Excerpt provided →

Asian-American history is not something that is widely known or talked about, and for that, Asian-Americans are perceived as more privileged than other minorities.


The topic of racism is one that is very much prevalent in the United States. However, in conversations about racism and marginalized groups, it seems that Asian-Americans are often excluded. The Asian-American experience is different from that of other minorities, with the model minority myth being a major contributing factor. While being viewed as a "model minority" may not seem like such a bad thing for Asians upon first glance, being a model minority does not equate to privilege.

There is a notion that Asian-Americans have suffered less from racism, and that they are privileged compared to other minorities. From elementary school, American students learn about Native American genocide and the history of racism against African Americans, but Asian-Americans rarely appear in any US history courses. They are not shown to have suffered a long history of systematic racism in the United States as other minorities have. Asian-American history is not something that is widely known or talked about, and for that, Asian-Americans are perceived as more privileged than other minorities.

Data shown →

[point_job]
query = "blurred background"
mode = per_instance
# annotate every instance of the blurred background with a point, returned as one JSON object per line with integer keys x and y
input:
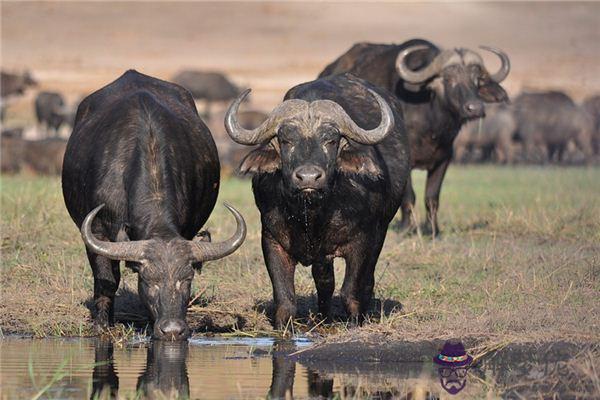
{"x": 74, "y": 48}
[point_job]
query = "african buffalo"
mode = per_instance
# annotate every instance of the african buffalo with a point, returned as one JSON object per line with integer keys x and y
{"x": 328, "y": 178}
{"x": 208, "y": 86}
{"x": 492, "y": 135}
{"x": 51, "y": 111}
{"x": 11, "y": 84}
{"x": 592, "y": 106}
{"x": 12, "y": 150}
{"x": 140, "y": 178}
{"x": 548, "y": 121}
{"x": 165, "y": 376}
{"x": 439, "y": 90}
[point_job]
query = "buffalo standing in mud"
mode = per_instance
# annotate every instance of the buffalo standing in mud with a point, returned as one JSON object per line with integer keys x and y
{"x": 547, "y": 122}
{"x": 140, "y": 178}
{"x": 438, "y": 91}
{"x": 328, "y": 179}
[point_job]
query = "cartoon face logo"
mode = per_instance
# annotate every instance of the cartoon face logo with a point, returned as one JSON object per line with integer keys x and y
{"x": 454, "y": 363}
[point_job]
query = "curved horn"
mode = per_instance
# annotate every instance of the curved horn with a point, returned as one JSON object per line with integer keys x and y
{"x": 375, "y": 135}
{"x": 349, "y": 128}
{"x": 126, "y": 251}
{"x": 422, "y": 75}
{"x": 205, "y": 251}
{"x": 267, "y": 129}
{"x": 504, "y": 68}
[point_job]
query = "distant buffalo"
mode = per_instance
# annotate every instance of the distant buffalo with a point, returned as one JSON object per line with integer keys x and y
{"x": 14, "y": 84}
{"x": 51, "y": 111}
{"x": 329, "y": 175}
{"x": 592, "y": 106}
{"x": 547, "y": 122}
{"x": 43, "y": 157}
{"x": 491, "y": 137}
{"x": 438, "y": 91}
{"x": 231, "y": 153}
{"x": 140, "y": 178}
{"x": 12, "y": 150}
{"x": 209, "y": 86}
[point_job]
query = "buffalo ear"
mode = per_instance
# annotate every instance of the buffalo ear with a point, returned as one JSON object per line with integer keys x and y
{"x": 491, "y": 92}
{"x": 355, "y": 162}
{"x": 265, "y": 159}
{"x": 134, "y": 266}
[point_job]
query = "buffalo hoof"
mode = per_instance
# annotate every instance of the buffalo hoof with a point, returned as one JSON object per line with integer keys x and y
{"x": 428, "y": 230}
{"x": 284, "y": 318}
{"x": 407, "y": 228}
{"x": 101, "y": 326}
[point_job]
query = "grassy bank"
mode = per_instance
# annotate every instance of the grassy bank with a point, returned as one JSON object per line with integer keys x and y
{"x": 519, "y": 258}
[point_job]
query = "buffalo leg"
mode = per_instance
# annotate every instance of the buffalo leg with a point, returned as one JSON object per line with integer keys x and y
{"x": 106, "y": 282}
{"x": 408, "y": 202}
{"x": 282, "y": 380}
{"x": 281, "y": 270}
{"x": 325, "y": 282}
{"x": 359, "y": 279}
{"x": 435, "y": 177}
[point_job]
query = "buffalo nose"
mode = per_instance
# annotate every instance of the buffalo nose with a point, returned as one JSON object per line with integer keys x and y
{"x": 172, "y": 329}
{"x": 474, "y": 109}
{"x": 309, "y": 176}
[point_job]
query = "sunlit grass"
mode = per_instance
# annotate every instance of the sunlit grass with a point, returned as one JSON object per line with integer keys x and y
{"x": 519, "y": 251}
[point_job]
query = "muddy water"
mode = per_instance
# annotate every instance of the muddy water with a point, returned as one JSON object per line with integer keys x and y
{"x": 225, "y": 369}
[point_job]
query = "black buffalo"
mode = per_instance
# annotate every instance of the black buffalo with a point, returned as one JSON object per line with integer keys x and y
{"x": 491, "y": 137}
{"x": 439, "y": 90}
{"x": 547, "y": 122}
{"x": 15, "y": 84}
{"x": 207, "y": 85}
{"x": 592, "y": 106}
{"x": 51, "y": 111}
{"x": 140, "y": 178}
{"x": 328, "y": 178}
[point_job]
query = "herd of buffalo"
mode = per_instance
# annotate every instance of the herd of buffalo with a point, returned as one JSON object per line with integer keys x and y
{"x": 330, "y": 164}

Task list →
A - In the excerpt on Asian-Americans and racism, what do American students learn about starting in elementary school?
B - Summarize the excerpt on Asian-Americans and racism in two sentences.

Completed exercise →
A - They learn about Native American genocide and the history of racism against African Americans.

B - Asian-Americans are often left out of conversations about racism in the United States, and the model minority myth shapes their experience, though being a model minority does not mean privilege. Because their history rarely appears in US history courses and is not widely known, Asian-Americans are seen as having suffered less from racism and as more privileged than other minorities.